== Record set ==
☆ ☆ ☆ ☆ ☆ ☆ ☆
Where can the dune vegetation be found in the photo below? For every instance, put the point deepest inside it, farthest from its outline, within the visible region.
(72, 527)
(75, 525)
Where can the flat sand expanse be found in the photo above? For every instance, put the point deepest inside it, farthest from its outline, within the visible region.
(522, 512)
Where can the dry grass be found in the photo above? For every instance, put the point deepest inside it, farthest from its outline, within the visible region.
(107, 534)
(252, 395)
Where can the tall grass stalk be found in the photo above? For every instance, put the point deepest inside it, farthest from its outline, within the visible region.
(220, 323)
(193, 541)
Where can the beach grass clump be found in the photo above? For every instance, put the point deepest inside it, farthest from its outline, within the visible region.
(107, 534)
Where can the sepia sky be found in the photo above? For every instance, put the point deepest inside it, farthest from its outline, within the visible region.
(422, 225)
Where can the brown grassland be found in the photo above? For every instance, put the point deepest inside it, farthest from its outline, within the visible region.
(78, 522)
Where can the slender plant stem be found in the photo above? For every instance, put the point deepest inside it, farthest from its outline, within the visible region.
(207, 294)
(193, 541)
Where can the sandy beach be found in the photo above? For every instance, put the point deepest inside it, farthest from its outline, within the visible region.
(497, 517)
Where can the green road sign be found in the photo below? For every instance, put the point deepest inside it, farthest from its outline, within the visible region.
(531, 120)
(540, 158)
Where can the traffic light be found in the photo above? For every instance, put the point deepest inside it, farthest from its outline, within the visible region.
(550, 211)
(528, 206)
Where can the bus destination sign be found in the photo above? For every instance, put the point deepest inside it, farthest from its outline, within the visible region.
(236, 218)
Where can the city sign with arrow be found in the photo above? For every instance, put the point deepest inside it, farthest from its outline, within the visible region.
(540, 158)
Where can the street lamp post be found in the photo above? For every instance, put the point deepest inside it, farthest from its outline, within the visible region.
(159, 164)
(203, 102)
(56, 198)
☆ ☆ ☆ ☆ ☆ ☆ ☆
== Action item ==
Return the whole listing, keeping every word as it is.

== Solution to the problem ==
Where can the dune vegetation be found in the photo below? For every instance, put the point deepest inside it, farthest from its outline, within the visible region.
(72, 527)
(75, 525)
Where can the flat sand expanse be found in the photo above? For every instance, put the point deepest inside it, farthest from its outline, within the visible region.
(522, 512)
Where can the dry grass be found in the photo above? For every instance, put the point deepest inside it, farthest from its outline, within the visible region.
(107, 534)
(252, 395)
Where can the tall grass stalk be found in the photo above? For every instance, put the point deepest inside it, farthest from its outline, within the visible region.
(220, 323)
(193, 541)
Where can the beach grass clump be found in the photo above? For every instance, put the point deepest inside it, farthest from its outline, within the visible region.
(107, 534)
Where can the sepia sky be found in the photo above? For every instance, put the point deepest inside it, farthest from its outline, within the visible region.
(422, 225)
Where can the brown grassland be found in the photo above? For every instance, put the point deepest inside it, farthest from its outline, within the visible region.
(78, 522)
Where can the slender plant stem be found in the photo above? For every instance, put the point deepest inside it, farthest from its outline, within the visible region.
(207, 294)
(193, 541)
Where can the sandy beach be found in the photo above? For every instance, put the point deepest inside it, farthest from its outline, within the visible region.
(497, 517)
Where can the green road sign be found in the photo below? For every instance, put the point deepest inside it, farthest from its outline, within the visible region.
(531, 120)
(540, 158)
Where can the traffic light be found in the photo above? For every instance, put the point deepest inside it, farthest from its outline, within the visible region.
(550, 211)
(528, 206)
Where can the bus destination sign be found in the photo above? For every instance, put the point deepest inside it, farthest from its outline, within the visible region.
(236, 218)
Where can the city sign with arrow be found in the photo above? For every instance, put the point deepest inside it, farthest from its outline, within the visible region.
(540, 158)
Where can the street lamp post be found in the photo above? For every instance, put the point deepest inside it, farthest from its outline, within the visible region.
(159, 164)
(203, 102)
(56, 198)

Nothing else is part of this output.